Records for the task →
== Segment start ==

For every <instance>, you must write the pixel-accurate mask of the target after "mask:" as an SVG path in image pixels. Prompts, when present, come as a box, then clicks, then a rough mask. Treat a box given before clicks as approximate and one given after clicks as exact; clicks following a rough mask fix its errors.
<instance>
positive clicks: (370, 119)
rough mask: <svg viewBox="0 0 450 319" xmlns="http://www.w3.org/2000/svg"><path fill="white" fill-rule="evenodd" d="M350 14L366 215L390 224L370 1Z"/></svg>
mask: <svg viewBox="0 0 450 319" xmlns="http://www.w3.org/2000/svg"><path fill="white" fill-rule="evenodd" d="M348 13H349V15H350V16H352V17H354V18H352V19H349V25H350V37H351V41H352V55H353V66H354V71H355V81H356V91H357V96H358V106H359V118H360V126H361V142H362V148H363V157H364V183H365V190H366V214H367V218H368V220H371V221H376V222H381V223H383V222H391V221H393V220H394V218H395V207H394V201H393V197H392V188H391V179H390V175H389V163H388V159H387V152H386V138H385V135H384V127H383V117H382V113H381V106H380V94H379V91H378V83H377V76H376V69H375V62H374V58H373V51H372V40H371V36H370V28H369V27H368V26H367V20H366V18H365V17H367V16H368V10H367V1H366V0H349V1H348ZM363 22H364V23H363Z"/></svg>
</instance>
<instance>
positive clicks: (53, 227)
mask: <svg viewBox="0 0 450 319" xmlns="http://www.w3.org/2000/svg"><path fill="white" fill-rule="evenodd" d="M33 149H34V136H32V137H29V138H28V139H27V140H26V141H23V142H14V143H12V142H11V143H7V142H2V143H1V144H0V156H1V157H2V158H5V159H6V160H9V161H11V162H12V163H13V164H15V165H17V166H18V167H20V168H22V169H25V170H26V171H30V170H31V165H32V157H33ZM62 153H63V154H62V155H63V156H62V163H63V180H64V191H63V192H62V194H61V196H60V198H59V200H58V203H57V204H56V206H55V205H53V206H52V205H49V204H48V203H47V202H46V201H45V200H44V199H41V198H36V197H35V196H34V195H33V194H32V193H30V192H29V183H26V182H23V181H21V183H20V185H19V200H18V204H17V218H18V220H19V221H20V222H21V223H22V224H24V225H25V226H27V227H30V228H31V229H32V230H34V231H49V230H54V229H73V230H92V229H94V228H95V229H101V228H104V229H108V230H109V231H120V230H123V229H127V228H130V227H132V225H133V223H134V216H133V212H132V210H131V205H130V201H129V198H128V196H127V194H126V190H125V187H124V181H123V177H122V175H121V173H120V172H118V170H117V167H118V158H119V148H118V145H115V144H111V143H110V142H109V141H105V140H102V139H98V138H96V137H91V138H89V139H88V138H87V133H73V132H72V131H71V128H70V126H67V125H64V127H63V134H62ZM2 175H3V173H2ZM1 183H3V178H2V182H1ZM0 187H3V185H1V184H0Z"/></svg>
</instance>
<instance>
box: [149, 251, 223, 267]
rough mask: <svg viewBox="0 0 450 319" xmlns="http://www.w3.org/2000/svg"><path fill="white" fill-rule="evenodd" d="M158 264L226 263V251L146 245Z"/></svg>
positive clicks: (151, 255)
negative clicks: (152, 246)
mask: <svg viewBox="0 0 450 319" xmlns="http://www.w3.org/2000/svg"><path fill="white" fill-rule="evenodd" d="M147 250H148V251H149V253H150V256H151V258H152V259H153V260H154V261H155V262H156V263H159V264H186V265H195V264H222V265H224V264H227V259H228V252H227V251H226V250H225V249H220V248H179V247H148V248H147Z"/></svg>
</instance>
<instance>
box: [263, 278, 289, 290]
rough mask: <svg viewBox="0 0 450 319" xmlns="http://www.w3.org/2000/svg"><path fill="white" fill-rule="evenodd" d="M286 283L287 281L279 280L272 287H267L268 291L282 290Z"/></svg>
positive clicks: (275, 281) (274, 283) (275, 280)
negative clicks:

== Segment end ==

What you should do → The whole listing above should be copied out exactly.

Solution →
For every <instance>, you must write the pixel-accurate mask of the target after "mask:" as an SVG path in image pixels. Prompts, when present, come as a box, then clicks, then a rough mask. Treat a box given before clicks as approximate and one given after clicks as exact; clicks following a rough mask fix its errors.
<instance>
positive clicks: (370, 119)
rough mask: <svg viewBox="0 0 450 319" xmlns="http://www.w3.org/2000/svg"><path fill="white" fill-rule="evenodd" d="M350 14L366 215L390 224L370 1Z"/></svg>
mask: <svg viewBox="0 0 450 319" xmlns="http://www.w3.org/2000/svg"><path fill="white" fill-rule="evenodd" d="M348 13H349V15H350V16H352V17H354V18H352V19H349V25H350V37H351V41H352V55H353V66H354V71H355V81H356V91H357V96H358V106H359V118H360V126H361V142H362V148H363V157H364V183H365V190H366V214H367V218H368V220H371V221H376V222H381V223H383V222H391V221H393V220H394V218H395V207H394V201H393V197H392V188H391V179H390V175H389V163H388V159H387V152H386V138H385V135H384V127H383V117H382V113H381V106H380V94H379V91H378V83H377V76H376V69H375V62H374V58H373V51H372V40H371V36H370V28H369V27H368V26H367V20H366V18H365V17H367V16H368V10H367V1H366V0H349V1H348ZM363 22H364V23H363Z"/></svg>
</instance>
<instance>
positive clicks: (53, 227)
mask: <svg viewBox="0 0 450 319" xmlns="http://www.w3.org/2000/svg"><path fill="white" fill-rule="evenodd" d="M33 149H34V136H32V137H29V138H28V139H27V140H26V141H23V142H14V143H12V142H11V143H7V142H2V143H1V144H0V156H1V157H2V158H5V159H6V160H9V161H11V162H12V163H13V164H15V165H17V166H18V167H20V168H22V169H25V170H26V171H30V170H31V165H32V157H33ZM62 153H63V154H62V155H63V156H62V163H63V180H64V191H63V192H62V194H61V196H60V198H59V200H58V203H57V204H56V206H55V205H53V206H52V205H49V204H48V203H47V202H46V201H45V200H44V199H41V198H36V197H35V196H34V195H33V194H32V193H30V192H29V183H26V182H23V181H21V183H20V185H19V200H18V204H17V218H18V220H19V221H20V222H21V223H22V224H24V225H25V226H27V227H30V228H31V229H32V230H34V231H49V230H54V229H73V230H92V229H94V228H95V229H101V228H104V229H108V230H109V231H120V230H123V229H127V228H130V227H132V225H133V223H134V216H133V212H132V210H131V205H130V201H129V198H128V196H127V194H126V190H125V187H124V181H123V177H122V175H121V173H120V172H118V170H117V167H118V158H119V148H118V145H115V144H111V143H110V142H109V141H105V140H102V139H98V138H96V137H91V138H89V139H88V138H87V133H73V132H72V131H71V128H70V126H67V125H64V127H63V134H62ZM2 175H3V173H2ZM1 183H3V178H2V182H1ZM0 187H3V185H1V184H0Z"/></svg>
</instance>
<instance>
box: [149, 251, 223, 267]
rough mask: <svg viewBox="0 0 450 319" xmlns="http://www.w3.org/2000/svg"><path fill="white" fill-rule="evenodd" d="M158 264L226 263V251L146 245Z"/></svg>
positive clicks: (151, 255)
negative clicks: (152, 246)
mask: <svg viewBox="0 0 450 319" xmlns="http://www.w3.org/2000/svg"><path fill="white" fill-rule="evenodd" d="M147 250H148V251H149V253H150V256H151V258H152V259H153V260H154V261H155V262H156V263H159V264H186V265H195V264H222V265H224V264H227V259H228V252H227V251H226V250H225V249H220V248H179V247H148V248H147Z"/></svg>
</instance>
<instance>
box: [263, 278, 289, 290]
rough mask: <svg viewBox="0 0 450 319" xmlns="http://www.w3.org/2000/svg"><path fill="white" fill-rule="evenodd" d="M286 283L287 281L279 280L272 287H267L268 291L282 290Z"/></svg>
positive clicks: (275, 281) (274, 283) (275, 280)
negative clicks:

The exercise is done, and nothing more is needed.